Fragment van pagina =
───
Bij budgetbijdragen is er een plafond voor vijf jaar en wordt dit plafond elke vijf jaar verdeeld. Het ritme loopt gelijk met de actieplannen omgevingslawaai en daarom loopt de eerste periode in principe tot en met 2025. Provincies kunnen vanaf inwerkingtreding van de Omgevingswet een aanvraag indienen voor de presanering (zie algemene toelichting). De laatste cyclus start in 2040 omdat uiterlijk 18 juli 2039 (uitgaande van de door de EU gewijzigde termijn) het saneringsprogramma moet zijn opgesteld.

Het derde en vierde lid geven aan dat van de cyclus van de actieplannen kan worden afgeweken wanneer dat nodig is vanwege de termijn voor het vaststellen van de saneringslijst, die bij koninklijk besluit wordt vastgelegd (zie artikel 15.2, eerste lid, van het Omgevingsbesluit). Wanneer deze termijn bekend is, zal deze regeling daarop worden aangepast. Ook zal deze termijn bekend worden gemaakt op de website www.bureausaneringverkeerslawaai.nl om belanghebbenden zo spoedig mogelijk te informeren. Waar mogelijk zullen belanghebbenden ook actief worden geïnformeerd.

Artikel 20 en 21

Deze artikelen bevatten de voorwaarden op basis waarvan de bijdrage kan worden verleend. Voor zowel budgetbijdragen als projectbijdragen is een planning nodig om inzicht te krijgen in de verwachte liquiditeitsbehoefte. De bevoorschotting kan daar dan op worden afgestemd.
───
Uitgehaalde gegevens =

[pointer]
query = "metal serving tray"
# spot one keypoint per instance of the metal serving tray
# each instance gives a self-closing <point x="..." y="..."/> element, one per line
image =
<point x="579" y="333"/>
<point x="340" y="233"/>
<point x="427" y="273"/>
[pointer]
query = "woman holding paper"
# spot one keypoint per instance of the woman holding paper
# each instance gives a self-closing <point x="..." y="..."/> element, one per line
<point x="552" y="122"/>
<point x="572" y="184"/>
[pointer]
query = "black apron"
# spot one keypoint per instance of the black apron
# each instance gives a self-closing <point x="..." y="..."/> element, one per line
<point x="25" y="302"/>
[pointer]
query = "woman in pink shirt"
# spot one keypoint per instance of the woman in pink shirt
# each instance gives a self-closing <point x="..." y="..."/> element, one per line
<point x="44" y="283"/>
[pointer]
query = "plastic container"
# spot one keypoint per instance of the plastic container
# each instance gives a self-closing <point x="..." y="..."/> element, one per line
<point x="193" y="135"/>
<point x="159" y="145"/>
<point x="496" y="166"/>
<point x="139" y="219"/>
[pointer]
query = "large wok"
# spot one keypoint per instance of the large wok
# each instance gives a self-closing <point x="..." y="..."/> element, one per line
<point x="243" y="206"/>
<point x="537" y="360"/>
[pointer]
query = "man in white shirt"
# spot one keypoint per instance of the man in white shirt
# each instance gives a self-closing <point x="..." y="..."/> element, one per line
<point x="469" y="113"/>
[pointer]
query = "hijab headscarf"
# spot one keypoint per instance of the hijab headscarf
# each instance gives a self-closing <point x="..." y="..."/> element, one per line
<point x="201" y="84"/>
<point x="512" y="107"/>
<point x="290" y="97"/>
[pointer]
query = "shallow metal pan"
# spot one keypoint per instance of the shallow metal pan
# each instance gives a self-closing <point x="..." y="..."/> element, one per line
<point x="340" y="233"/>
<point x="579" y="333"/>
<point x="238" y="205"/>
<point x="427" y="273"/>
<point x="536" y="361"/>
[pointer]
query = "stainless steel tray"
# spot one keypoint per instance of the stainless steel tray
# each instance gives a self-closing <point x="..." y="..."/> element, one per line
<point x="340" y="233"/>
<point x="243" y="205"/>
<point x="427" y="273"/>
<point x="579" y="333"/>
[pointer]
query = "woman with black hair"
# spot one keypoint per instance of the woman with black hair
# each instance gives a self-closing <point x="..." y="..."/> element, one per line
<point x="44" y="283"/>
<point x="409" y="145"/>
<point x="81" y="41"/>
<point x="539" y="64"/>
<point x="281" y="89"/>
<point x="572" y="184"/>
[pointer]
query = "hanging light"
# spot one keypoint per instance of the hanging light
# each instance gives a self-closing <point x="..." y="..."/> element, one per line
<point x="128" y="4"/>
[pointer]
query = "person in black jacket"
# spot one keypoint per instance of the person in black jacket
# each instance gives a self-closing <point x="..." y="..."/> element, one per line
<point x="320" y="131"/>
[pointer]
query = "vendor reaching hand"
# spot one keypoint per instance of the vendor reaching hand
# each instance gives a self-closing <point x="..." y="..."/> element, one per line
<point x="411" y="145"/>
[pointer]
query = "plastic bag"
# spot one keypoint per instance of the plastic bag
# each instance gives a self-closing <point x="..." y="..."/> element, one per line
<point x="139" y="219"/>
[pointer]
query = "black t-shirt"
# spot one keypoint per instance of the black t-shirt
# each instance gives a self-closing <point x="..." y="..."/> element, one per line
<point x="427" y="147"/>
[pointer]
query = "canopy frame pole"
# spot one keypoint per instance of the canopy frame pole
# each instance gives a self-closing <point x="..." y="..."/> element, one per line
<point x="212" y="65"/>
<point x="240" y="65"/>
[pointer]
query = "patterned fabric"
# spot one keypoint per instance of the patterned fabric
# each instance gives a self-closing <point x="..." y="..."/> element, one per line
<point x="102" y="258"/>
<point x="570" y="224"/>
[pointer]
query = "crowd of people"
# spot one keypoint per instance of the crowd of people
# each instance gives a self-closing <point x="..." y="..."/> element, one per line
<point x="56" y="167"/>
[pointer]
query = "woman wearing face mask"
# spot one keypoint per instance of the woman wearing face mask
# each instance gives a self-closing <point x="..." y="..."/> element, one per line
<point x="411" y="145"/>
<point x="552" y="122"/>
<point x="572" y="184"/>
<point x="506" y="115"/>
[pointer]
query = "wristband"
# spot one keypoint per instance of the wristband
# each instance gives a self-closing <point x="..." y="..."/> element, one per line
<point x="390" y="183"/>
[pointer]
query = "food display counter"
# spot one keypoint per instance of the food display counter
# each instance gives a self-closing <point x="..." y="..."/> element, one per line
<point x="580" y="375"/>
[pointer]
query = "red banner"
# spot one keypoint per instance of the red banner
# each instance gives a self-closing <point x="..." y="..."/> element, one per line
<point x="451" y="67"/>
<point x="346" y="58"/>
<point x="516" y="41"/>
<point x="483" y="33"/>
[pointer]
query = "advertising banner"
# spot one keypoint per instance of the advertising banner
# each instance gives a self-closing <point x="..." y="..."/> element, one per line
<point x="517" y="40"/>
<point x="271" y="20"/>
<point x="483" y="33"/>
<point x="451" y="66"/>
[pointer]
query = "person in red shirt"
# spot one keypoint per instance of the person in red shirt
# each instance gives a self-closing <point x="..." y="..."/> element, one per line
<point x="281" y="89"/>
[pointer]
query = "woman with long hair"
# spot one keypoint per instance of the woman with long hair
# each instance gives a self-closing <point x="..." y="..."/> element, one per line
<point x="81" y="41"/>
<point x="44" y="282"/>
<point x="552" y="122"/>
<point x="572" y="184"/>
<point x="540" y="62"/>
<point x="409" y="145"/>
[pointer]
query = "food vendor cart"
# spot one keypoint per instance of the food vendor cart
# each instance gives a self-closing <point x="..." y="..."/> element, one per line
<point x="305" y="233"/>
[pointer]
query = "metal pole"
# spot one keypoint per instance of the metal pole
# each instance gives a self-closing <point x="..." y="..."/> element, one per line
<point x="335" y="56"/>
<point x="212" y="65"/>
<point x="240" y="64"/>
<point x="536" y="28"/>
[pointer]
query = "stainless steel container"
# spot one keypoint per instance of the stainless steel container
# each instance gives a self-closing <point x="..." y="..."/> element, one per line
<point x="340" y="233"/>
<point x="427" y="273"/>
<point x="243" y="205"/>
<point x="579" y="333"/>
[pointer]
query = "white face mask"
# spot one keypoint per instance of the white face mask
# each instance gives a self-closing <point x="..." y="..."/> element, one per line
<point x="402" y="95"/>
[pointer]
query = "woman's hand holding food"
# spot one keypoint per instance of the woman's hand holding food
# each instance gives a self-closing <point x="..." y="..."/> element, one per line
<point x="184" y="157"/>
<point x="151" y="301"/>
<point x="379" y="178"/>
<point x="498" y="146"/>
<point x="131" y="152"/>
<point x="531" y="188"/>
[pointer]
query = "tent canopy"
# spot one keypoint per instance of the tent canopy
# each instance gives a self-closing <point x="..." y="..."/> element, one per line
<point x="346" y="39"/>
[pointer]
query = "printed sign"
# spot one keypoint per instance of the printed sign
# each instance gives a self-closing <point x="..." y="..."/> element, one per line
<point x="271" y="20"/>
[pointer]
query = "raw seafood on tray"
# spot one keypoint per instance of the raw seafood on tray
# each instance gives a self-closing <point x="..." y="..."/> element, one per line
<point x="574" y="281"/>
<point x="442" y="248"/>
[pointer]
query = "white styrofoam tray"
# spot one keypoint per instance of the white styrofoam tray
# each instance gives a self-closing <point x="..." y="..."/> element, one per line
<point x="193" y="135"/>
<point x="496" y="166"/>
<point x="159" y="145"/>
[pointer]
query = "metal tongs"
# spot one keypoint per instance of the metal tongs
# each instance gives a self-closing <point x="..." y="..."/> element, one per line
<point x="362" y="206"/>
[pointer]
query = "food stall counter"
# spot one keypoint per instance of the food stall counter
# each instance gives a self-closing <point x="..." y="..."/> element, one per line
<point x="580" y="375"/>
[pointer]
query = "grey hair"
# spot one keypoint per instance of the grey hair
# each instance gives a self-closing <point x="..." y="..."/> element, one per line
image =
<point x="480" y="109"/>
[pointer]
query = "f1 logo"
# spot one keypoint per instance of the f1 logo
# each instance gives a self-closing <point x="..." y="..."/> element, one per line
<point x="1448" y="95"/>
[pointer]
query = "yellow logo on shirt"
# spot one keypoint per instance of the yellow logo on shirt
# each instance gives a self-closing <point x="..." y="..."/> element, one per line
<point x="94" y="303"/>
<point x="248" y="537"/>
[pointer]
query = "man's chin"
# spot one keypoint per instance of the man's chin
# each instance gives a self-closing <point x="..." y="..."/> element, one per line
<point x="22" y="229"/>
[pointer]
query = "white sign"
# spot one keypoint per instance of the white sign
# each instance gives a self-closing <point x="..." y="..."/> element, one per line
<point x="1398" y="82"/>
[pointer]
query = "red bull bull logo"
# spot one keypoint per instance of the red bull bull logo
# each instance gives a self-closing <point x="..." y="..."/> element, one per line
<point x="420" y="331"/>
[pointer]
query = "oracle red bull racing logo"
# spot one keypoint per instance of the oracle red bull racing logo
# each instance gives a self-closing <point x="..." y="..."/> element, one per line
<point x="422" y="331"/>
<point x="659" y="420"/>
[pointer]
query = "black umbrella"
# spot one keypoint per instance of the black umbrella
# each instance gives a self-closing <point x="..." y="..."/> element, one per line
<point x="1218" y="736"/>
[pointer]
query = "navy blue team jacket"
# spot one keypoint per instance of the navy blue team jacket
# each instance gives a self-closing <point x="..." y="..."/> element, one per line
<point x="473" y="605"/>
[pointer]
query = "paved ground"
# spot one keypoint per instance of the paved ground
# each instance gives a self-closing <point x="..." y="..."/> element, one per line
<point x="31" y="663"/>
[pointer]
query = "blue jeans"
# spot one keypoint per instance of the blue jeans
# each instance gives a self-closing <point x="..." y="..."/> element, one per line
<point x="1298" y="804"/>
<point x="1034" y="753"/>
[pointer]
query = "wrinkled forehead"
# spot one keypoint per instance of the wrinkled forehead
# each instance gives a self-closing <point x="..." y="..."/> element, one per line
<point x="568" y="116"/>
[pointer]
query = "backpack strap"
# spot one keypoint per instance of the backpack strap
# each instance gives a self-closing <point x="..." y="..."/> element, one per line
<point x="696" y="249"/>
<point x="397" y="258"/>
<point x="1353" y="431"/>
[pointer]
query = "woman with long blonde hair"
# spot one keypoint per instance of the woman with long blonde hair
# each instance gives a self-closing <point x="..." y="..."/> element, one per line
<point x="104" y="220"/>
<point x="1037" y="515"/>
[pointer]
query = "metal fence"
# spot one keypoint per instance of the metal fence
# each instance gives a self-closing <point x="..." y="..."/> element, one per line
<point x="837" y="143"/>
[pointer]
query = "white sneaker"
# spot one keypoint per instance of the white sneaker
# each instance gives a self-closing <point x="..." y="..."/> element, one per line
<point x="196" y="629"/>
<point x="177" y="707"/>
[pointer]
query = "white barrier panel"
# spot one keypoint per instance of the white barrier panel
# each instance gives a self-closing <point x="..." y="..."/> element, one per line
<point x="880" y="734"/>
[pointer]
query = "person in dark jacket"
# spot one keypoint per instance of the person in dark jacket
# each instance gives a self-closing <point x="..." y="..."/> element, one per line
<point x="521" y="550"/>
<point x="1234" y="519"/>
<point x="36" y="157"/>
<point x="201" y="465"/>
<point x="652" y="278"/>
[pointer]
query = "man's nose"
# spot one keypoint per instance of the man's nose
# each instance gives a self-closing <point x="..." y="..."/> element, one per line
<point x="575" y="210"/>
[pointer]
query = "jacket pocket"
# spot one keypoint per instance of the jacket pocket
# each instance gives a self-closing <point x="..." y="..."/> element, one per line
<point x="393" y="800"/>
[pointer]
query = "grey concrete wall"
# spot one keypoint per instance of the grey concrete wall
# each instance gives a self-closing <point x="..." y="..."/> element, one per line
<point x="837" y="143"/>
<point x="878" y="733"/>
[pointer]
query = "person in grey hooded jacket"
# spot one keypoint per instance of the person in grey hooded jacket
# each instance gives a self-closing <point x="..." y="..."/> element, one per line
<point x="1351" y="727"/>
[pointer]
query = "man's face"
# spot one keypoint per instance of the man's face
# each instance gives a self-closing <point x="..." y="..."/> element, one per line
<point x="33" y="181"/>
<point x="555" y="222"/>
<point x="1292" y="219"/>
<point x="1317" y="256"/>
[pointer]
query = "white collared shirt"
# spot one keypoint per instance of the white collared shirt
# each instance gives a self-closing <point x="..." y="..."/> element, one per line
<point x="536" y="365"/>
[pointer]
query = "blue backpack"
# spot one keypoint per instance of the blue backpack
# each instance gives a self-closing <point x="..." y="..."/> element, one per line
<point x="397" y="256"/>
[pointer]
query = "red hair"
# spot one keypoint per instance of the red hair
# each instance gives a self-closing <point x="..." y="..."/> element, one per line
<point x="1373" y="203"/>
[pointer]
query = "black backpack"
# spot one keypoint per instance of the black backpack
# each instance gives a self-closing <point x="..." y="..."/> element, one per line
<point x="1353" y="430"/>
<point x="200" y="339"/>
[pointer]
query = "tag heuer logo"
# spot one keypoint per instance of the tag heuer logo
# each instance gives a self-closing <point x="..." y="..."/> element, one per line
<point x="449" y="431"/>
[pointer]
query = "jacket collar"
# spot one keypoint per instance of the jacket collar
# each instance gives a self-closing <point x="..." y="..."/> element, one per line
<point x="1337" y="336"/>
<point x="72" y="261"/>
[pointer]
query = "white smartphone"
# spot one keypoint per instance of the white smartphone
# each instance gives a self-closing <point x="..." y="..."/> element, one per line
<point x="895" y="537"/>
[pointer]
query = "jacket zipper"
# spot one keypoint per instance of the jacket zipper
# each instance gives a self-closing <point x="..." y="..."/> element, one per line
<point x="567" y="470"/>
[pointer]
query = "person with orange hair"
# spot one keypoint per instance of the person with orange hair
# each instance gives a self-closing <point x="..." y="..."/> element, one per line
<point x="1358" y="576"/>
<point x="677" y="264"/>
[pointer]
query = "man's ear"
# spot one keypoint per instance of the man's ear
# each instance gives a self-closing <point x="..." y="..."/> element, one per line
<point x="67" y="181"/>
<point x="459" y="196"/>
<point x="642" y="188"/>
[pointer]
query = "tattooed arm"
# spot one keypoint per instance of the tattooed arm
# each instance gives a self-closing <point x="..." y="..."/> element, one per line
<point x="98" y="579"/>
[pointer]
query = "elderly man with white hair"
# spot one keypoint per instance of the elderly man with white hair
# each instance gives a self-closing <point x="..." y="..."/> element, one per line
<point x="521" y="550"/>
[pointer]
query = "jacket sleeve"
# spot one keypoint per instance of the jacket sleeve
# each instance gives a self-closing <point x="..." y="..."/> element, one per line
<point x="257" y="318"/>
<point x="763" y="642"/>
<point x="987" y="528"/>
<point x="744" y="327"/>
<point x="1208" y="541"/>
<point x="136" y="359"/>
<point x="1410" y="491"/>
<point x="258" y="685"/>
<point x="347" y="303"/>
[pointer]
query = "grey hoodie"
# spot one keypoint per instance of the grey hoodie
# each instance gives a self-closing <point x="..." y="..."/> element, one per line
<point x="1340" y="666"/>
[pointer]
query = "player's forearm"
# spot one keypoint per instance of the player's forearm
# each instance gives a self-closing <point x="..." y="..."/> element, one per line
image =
───
Opdrachten bij oefening =
[A] Schrijf uit het fragment over geluidssanering het stuk over van "Bij budgetbijdragen is" tot en met "moet zijn opgesteld.".
[B] Tot en met welk jaar loopt volgens het fragment over geluidssanering de eerste periode in principe?
De regels vormen materiaal dat los staat van het fragment over geluidssanering.

Antwoorden per opdracht =
[A]
Bij budgetbijdragen is er een plafond voor vijf jaar en wordt dit plafond elke vijf jaar verdeeld. Het ritme loopt gelijk met de actieplannen omgevingslawaai en daarom loopt de eerste periode in principe tot en met 2025. Provincies kunnen vanaf inwerkingtreding van de Omgevingswet een aanvraag indienen voor de presanering (zie algemene toelichting). De laatste cyclus start in 2040 omdat uiterlijk 18 juli 2039 (uitgaande van de door de EU gewijzigde termijn) het saneringsprogramma moet zijn opgesteld.

[B] Tot en met 2025.